Please print all of the material below, word for word.

[Pointing records]
^^^^
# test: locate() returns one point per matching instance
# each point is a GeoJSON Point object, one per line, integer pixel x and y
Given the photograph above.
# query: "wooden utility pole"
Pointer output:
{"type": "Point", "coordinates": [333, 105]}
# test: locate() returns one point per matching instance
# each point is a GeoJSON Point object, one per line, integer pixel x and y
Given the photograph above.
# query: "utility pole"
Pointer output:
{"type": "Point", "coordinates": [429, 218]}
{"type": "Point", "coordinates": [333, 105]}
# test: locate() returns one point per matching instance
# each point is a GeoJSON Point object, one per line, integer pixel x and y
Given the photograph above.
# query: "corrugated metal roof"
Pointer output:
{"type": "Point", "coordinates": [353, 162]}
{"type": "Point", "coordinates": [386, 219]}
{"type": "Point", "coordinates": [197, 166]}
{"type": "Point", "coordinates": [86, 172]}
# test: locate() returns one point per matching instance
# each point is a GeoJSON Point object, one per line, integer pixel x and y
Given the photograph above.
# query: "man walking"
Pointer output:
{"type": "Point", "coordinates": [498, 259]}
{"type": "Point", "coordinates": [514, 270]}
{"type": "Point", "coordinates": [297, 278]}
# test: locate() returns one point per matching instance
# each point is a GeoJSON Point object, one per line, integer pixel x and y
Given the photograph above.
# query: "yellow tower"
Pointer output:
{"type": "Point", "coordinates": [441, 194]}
^^^^
▶ Worked answer:
# test: locate() returns one point per matching instance
# each point is a GeoJSON Point object, one per line, integer pixel x and y
Given the photograph above.
# query: "wooden utility pole"
Pointer output:
{"type": "Point", "coordinates": [333, 105]}
# test: locate() returns one point per matching instance
# each point is a GeoJSON Point object, one per line, integer pixel x and y
Given the photograph above.
# query: "utility pole"
Pointer output:
{"type": "Point", "coordinates": [429, 218]}
{"type": "Point", "coordinates": [333, 105]}
# test: locate() returns one point per matching instance
# each point is a GeoJSON Point object, one per line, integer pixel x and y
Given the photograph above.
# query: "corrugated metal roof"
Pointer output:
{"type": "Point", "coordinates": [353, 162]}
{"type": "Point", "coordinates": [386, 219]}
{"type": "Point", "coordinates": [197, 166]}
{"type": "Point", "coordinates": [86, 172]}
# test: locate() returns one point per matching instance
# each point is a GeoJSON Point object, one per line, integer pixel x and y
Given the photograph above.
# query: "man walking"
Pointer output:
{"type": "Point", "coordinates": [498, 259]}
{"type": "Point", "coordinates": [514, 270]}
{"type": "Point", "coordinates": [297, 278]}
# test: locate() returns one point per matching instance
# each point is a GeoJSON Point object, one per line, integer pixel x and y
Given the photograph above.
# query: "yellow tower"
Pointer output:
{"type": "Point", "coordinates": [441, 194]}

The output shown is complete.